• **Exercise aim**
Reproduce exactly the lines from the one that holds "Each instance of the monitor bezel" through the last line of the entries, both ends included, but not the pictures.

• **Raw data**
-- Opening Marker --

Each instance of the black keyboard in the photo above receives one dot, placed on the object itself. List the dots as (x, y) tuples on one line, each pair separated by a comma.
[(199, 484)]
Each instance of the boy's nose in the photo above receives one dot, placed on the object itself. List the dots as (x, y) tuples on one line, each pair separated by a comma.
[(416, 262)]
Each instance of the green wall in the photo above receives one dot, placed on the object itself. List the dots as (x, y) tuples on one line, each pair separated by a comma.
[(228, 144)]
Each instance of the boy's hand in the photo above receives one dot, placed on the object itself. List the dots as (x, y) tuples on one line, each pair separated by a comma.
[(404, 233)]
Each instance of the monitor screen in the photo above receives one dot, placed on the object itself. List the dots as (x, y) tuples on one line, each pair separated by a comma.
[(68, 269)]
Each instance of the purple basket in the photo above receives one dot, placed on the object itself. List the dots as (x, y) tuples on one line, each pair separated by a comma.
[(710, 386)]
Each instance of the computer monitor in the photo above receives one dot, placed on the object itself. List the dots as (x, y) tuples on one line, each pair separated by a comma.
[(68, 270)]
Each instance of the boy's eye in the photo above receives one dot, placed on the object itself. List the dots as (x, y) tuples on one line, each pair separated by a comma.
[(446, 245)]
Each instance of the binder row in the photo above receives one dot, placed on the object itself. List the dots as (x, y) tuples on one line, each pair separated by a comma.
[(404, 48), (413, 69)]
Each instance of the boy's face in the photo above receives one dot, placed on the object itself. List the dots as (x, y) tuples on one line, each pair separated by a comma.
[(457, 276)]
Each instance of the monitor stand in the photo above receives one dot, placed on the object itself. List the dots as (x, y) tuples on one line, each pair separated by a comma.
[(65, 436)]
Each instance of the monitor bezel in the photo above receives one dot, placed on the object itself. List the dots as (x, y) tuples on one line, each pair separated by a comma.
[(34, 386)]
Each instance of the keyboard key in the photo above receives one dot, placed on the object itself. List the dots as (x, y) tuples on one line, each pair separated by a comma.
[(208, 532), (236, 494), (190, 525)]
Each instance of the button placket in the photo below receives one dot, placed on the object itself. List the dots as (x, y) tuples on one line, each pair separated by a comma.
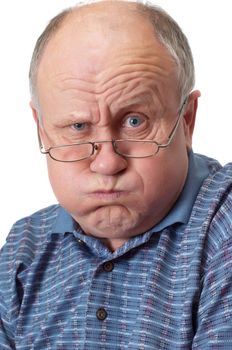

-- Closing Marker --

• **Reply to the task**
Each instance of the monitor bezel in the photo above receives one dot, placed on the object itself. List the dots as (x, y) tuples on one line, each pair separated by a comma.
[(34, 386)]
Each instance of the keyboard key in the photo above receives one dot, placed on the object itself. List the dots as (x, y) tuples on one line, each pair separated by a comma.
[(208, 532), (236, 494), (190, 525)]
Each instance of the button placket in the photo below receives one dot, placed on the object itself. List the dots as (x, y) tuples on one line, each pair separated by a comma.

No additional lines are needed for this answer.